▶ **Given exercise**
From the rows below, pull out every line that contains the string "player" and copy each one unchanged.

▶ **Exercise material**
----
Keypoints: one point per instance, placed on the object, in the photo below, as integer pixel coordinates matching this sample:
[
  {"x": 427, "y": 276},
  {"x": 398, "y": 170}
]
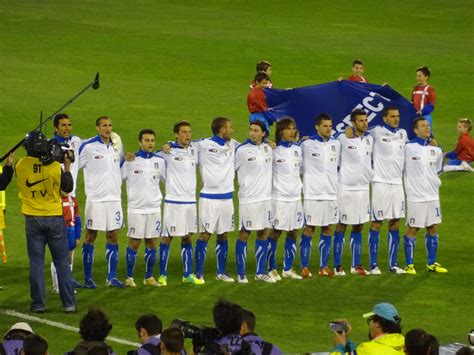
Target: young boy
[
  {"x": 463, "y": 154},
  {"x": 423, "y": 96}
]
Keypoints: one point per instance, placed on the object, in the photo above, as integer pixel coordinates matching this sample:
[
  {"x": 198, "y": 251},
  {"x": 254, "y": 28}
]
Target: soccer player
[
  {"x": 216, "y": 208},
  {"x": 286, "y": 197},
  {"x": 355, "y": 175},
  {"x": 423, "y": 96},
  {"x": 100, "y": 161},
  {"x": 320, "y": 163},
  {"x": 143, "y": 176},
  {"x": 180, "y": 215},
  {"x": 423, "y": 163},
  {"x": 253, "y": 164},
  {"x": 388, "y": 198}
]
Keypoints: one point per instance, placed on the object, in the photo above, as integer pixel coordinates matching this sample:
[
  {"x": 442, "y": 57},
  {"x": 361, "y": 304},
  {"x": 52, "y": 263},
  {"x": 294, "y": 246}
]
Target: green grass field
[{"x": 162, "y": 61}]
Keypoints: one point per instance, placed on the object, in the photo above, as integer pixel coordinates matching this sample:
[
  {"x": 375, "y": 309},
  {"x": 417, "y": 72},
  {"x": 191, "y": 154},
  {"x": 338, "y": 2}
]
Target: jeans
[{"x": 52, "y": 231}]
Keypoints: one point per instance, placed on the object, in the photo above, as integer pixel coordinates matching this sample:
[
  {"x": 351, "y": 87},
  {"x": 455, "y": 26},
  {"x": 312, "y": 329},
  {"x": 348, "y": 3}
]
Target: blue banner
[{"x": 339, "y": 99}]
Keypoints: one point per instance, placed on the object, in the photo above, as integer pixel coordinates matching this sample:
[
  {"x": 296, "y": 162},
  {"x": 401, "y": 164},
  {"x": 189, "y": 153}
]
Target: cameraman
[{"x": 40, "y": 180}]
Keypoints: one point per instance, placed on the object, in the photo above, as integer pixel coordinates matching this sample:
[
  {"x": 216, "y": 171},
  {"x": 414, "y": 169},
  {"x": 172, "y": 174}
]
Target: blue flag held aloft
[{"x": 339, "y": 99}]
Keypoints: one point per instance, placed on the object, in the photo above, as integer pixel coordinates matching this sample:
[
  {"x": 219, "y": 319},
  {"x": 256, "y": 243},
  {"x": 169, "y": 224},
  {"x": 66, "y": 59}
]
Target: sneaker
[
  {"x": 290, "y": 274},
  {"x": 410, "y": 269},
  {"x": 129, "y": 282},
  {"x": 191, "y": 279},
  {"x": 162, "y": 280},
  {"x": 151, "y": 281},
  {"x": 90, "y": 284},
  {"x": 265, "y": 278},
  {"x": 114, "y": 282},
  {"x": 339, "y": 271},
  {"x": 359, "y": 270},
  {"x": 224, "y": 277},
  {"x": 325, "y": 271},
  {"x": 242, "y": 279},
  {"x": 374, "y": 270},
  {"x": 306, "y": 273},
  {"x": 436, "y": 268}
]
----
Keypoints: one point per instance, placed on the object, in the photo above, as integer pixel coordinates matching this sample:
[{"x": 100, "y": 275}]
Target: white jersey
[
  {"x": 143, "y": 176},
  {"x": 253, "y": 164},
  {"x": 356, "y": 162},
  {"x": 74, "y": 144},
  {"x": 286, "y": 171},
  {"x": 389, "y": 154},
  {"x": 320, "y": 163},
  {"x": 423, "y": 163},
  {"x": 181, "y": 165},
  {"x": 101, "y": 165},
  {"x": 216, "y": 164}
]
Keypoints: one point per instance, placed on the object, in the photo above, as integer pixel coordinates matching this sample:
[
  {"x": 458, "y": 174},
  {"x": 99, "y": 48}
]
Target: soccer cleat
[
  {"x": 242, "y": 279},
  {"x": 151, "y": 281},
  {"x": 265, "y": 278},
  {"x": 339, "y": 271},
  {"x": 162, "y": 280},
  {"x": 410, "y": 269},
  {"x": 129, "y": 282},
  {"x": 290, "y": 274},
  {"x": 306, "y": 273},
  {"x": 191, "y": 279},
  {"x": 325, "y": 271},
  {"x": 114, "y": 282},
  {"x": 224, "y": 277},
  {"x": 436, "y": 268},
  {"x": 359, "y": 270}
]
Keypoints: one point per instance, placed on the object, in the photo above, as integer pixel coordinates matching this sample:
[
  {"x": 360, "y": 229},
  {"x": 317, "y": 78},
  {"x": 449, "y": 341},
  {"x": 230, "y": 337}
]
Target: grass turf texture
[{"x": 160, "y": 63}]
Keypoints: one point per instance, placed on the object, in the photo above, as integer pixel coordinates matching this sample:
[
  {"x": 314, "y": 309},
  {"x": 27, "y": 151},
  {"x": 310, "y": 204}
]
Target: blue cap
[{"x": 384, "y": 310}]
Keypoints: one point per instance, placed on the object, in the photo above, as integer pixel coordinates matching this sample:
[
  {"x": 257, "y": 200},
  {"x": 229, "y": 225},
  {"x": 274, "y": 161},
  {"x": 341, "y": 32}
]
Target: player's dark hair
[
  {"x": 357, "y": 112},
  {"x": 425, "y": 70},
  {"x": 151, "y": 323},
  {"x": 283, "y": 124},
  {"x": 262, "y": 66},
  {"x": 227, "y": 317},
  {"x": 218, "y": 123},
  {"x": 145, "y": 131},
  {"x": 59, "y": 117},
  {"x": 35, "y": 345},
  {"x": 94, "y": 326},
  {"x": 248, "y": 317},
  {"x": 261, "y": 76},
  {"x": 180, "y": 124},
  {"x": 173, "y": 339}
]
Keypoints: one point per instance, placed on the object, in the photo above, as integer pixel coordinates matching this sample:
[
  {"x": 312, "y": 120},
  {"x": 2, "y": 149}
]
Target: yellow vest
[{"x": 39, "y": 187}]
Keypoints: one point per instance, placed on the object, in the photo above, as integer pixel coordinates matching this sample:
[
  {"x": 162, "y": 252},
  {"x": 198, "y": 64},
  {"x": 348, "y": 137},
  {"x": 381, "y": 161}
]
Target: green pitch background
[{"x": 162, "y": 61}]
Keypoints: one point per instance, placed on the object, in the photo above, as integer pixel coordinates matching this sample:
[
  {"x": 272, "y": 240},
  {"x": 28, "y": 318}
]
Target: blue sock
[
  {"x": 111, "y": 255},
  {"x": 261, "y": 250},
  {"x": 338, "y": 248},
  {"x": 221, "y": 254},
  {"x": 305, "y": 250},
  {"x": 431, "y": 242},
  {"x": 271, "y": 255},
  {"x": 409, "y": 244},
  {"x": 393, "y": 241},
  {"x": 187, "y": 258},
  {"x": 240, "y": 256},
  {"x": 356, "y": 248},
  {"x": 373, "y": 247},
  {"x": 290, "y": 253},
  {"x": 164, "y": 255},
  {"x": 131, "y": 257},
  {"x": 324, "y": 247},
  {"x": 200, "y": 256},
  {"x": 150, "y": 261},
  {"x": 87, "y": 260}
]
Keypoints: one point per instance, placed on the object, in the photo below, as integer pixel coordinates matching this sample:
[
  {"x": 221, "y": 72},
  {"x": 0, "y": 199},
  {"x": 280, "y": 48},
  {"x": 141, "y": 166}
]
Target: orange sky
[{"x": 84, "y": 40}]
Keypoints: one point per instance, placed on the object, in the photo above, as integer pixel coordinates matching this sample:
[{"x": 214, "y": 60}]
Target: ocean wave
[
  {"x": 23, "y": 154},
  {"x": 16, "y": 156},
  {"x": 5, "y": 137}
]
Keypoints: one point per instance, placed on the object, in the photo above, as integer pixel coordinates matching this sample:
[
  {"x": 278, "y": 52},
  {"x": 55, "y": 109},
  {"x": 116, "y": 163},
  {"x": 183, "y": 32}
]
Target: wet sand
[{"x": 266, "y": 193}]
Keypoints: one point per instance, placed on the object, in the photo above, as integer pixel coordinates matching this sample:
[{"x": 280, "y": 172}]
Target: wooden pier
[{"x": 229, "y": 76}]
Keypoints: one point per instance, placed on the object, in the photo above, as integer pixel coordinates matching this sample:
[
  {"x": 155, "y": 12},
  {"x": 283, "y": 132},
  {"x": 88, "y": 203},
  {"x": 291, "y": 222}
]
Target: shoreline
----
▶ **Solved problem**
Target: soccer player
Target: player's dark hair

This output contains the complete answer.